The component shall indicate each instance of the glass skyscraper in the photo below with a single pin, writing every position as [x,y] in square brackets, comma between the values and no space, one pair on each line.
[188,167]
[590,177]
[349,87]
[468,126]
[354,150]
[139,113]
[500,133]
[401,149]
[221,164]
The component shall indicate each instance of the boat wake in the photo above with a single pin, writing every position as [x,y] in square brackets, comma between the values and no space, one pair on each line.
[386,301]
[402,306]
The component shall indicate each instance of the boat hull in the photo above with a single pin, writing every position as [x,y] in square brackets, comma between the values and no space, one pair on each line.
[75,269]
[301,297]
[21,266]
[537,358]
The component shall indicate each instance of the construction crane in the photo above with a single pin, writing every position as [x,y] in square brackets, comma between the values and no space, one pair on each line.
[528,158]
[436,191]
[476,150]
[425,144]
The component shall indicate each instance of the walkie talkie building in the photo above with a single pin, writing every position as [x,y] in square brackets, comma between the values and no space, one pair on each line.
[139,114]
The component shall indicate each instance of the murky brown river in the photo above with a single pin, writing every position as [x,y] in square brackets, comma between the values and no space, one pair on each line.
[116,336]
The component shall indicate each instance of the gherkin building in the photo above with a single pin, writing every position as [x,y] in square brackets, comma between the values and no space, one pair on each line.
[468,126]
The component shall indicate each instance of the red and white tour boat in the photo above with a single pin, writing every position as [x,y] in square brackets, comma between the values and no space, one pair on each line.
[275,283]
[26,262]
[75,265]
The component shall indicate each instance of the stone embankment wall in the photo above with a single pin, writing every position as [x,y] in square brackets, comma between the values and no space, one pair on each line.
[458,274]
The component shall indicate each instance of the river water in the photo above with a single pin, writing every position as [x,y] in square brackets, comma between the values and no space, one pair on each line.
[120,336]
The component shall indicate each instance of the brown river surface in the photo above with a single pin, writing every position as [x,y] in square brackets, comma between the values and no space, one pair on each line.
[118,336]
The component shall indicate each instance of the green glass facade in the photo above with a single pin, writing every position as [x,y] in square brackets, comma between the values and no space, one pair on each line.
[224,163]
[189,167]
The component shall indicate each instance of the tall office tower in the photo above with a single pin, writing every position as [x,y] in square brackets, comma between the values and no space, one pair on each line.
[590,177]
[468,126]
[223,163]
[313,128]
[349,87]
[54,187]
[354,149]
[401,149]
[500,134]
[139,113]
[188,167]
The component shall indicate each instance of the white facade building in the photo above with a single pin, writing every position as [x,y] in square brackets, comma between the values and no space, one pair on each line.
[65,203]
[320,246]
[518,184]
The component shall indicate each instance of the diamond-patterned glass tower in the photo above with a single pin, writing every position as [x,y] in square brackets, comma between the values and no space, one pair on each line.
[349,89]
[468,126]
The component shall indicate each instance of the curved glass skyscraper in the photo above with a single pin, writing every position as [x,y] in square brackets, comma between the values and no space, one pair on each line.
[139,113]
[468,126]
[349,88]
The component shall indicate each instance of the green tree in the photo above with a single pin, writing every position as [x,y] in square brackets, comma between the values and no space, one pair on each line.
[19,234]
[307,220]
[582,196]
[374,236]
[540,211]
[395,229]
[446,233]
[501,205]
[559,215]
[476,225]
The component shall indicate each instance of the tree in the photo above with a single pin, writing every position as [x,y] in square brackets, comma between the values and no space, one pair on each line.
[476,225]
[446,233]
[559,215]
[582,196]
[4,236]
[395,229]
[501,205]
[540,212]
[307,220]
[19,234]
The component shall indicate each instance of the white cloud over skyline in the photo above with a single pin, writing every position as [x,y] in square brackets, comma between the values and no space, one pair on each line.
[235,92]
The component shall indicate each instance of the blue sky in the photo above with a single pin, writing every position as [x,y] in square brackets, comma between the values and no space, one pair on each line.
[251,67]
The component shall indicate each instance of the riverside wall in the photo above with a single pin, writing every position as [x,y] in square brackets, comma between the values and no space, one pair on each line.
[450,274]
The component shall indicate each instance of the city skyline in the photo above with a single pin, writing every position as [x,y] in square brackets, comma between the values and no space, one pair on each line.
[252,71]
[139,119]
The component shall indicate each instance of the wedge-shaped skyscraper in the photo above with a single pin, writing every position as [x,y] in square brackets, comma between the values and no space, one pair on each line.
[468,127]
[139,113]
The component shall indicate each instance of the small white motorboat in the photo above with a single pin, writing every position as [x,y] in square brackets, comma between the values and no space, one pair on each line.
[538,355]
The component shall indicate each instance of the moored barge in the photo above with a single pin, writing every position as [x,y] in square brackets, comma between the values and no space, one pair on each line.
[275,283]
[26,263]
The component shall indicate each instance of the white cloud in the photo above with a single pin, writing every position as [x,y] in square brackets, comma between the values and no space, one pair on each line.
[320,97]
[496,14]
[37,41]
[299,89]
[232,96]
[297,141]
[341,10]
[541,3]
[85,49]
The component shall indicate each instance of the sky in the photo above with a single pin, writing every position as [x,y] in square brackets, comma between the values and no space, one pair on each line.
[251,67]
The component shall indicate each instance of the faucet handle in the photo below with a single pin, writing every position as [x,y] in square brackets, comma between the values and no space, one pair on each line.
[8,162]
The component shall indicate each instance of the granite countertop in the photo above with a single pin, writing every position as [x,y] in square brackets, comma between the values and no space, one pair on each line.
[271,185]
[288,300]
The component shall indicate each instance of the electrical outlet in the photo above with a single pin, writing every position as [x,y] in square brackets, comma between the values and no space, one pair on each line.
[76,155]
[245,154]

## Brief:
Arrange the lines of the records as a numbered list, starting at the line that contains "The component shall indicate each instance of the granite" and ending at the final line of the records, and omit any blank lines.

## Solution to this exercise:
1. The component shall indicate each instance of the granite countertop in the photo above with a single pin, writing every position as [x,y] in square brackets, comma between the values and no space, one pair on each line.
2. [271,185]
3. [288,300]
4. The component shall indicate each instance of the electrical outlet in the photo above with a single pin, writing every position as [x,y] in square brackets, comma between the values and no space, one pair on each line.
5. [76,155]
6. [245,154]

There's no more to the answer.